→ Objective:
Format the records from the line with "like [(75, 61)]." to the line with "7), (144, 10)]" as a Markdown table with the columns Number and Line, one row per line and blank lines left out.

→ Stored records:
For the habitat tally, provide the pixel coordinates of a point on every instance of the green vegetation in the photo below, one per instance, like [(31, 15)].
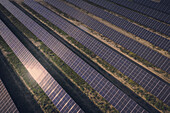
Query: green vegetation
[(39, 95), (106, 65), (77, 80)]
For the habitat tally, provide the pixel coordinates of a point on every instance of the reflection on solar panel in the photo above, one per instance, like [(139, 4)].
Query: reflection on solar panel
[(54, 91), (6, 103), (158, 26), (164, 7), (110, 92), (145, 10), (150, 55), (124, 24), (150, 83)]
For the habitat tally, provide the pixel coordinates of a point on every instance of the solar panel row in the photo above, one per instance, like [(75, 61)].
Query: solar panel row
[(148, 54), (161, 90), (110, 92), (141, 19), (54, 91), (6, 103), (124, 24), (164, 7), (144, 10)]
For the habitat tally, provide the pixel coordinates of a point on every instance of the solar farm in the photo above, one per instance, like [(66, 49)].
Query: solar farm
[(84, 56)]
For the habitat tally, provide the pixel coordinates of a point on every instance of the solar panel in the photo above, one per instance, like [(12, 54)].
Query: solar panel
[(7, 104), (36, 70), (161, 6), (64, 53), (110, 56), (141, 19), (148, 54), (124, 24)]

→ Solution for this exercise:
| Number | Line |
|---|---|
| 1 | For the habitat tally, provide the pixel coordinates of a point on every instance of the solar panel row in the photo above, one per instance, like [(75, 61)]. |
| 2 | Query: solar panel row |
| 3 | [(148, 54), (161, 90), (110, 92), (141, 19), (54, 91), (6, 103), (124, 24), (164, 7), (144, 10)] |